GESELECTEERD FRAGMENT:
* * * * *

Het onderliggende verhaal is echter sterk genoeg om de aandacht gedurende de volledige speelduur vast te houden.

Pleistocene Park

VPRO

Hij speelt voor God op zijn eigen kleine stukje aarde. Geofysicus Sergej Zimov maakt zich zorgen over het ontdooien van het Permafrost, want daardoor komen er allerlei broeikasgassen vrij en warmt de aarde nóg sneller op dan gevreesd. Daarom heeft Sergej – type gekke wetenschapper, van Russische origine bovendien – een lumineus plan bedacht: hij wil een verloren gegaan ecosysteem herstellen, een mammoetsteppe uit de IJstijd.

In een uithoek van Siberië is Zimov, sinds hij werd bevrijd van zijn plichtplegingen als wetenschapper in de Sovjet-Unie, samen met zijn volwassen zoon Nikita druk doende om een succes te maken van hun Pleistocene Park (101 min.). Daarvoor halen de Zimovs, met veel pijn en moeite, op allerlei plekken dieren op, die vervolgens worden uitgezet in het gebied: rendieren, muskusossen, paarden, wisenten, jaks, bosbizons, elanden en wapiti’s (maar die bleken nogal gemakkelijk over de omheining te kunnen springen). En ook de mammoet is natuurlijk van harte welkom.

* * * * *

GEGEVEN INFORMATIE:
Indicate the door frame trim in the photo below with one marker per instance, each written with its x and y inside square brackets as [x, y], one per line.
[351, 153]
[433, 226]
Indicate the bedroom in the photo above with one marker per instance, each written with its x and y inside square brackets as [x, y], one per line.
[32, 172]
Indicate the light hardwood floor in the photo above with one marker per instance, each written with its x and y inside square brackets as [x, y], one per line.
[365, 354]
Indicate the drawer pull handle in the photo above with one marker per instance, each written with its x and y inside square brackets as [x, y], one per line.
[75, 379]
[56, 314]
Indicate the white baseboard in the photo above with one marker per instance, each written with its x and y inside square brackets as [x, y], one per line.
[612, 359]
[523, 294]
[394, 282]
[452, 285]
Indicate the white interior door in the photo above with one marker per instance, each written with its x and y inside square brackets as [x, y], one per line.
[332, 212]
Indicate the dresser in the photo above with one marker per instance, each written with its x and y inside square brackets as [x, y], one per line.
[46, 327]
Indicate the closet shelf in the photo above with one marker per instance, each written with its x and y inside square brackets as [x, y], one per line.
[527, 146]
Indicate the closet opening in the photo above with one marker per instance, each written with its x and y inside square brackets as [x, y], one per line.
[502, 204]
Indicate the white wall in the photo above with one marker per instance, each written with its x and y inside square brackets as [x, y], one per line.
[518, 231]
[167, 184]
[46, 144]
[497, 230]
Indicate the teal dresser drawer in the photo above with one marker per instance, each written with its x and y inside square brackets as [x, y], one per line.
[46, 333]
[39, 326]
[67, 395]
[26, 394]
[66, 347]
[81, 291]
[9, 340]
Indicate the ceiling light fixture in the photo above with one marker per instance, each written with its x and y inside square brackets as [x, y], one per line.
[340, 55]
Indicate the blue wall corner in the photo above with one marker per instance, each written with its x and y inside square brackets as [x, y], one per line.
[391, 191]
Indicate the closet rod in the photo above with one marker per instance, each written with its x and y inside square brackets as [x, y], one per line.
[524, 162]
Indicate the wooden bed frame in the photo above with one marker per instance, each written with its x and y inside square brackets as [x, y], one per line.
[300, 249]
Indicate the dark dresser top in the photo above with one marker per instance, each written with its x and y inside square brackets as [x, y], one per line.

* * * * *

DOEL 1: Citeer uit het fragment over Pleistocene Park woordelijk de passage die begint bij "Hij speelt voor" en doorloopt tot en met "uit de IJstijd.".
DOEL 2: Welke dieren halen de Zimovs volgens het fragment over Pleistocene Park op om ze in het gebied uit te zetten? Noem ze allemaal.
DOEL 3: Ga verder met het fragment over Pleistocene Park, te beginnen na de laatste zin ervan.

EINDANTWOORD 1:
Hij speelt voor God op zijn eigen kleine stukje aarde. Geofysicus Sergej Zimov maakt zich zorgen over het ontdooien van het Permafrost, want daardoor komen er allerlei broeikasgassen vrij en warmt de aarde nóg sneller op dan gevreesd. Daarom heeft Sergej – type gekke wetenschapper, van Russische origine bovendien – een lumineus plan bedacht: hij wil een verloren gegaan ecosysteem herstellen, een mammoetsteppe uit de IJstijd.

EINDANTWOORD 2: rendieren, muskusossen, paarden, wisenten, jaks, bosbizons, elanden en wapiti's

EINDANTWOORD 3:
Filmmaker Luke Griswold-Tergis laat zich rondleiden in het onherbergzame gebied van vader en zoon dat inmiddels zo’n 160 km2 beslaat, verdiept zich in hun bijzonder eigenzinnige wetenschappelijke experiment en raakt gaandeweg zelf ook steeds meer betrokken bij het project. Dit wordt met de ene na de andere uitdaging geconfronteerd: van geld- en logistieke problemen tot dwarsliggende dieren én een permanente stroom cameraploegen. Want zowel de hoekige Sergej Zimov als zijn wilde dieren en de ruige leefomgeving waarin zij leven zijn uiterst mediageniek.

Intussen zetten andere wetenschappers hun vraagtekens bij de missie van de Zimovs: is dit een reële oplossing voor het gehele Noordpoolgebied? En kan klimaatverandering hiermee werkelijk een halt toe worden geroepen? Pleistocene Park is desondanks geen topzware film. Griswold-Tergis hanteert een lichte toets: hij zet vol in op de kleurrijke personages, zoekt en vindt ook vaak de humor in wat er voor zijn camera gebeurt en verluchtigt het geheel bovendien met beurtelings vlotte en koddige muziekjes. Dit resulteert in een bijzonder amusante documentaire, die toch ook nog ergens over gaat.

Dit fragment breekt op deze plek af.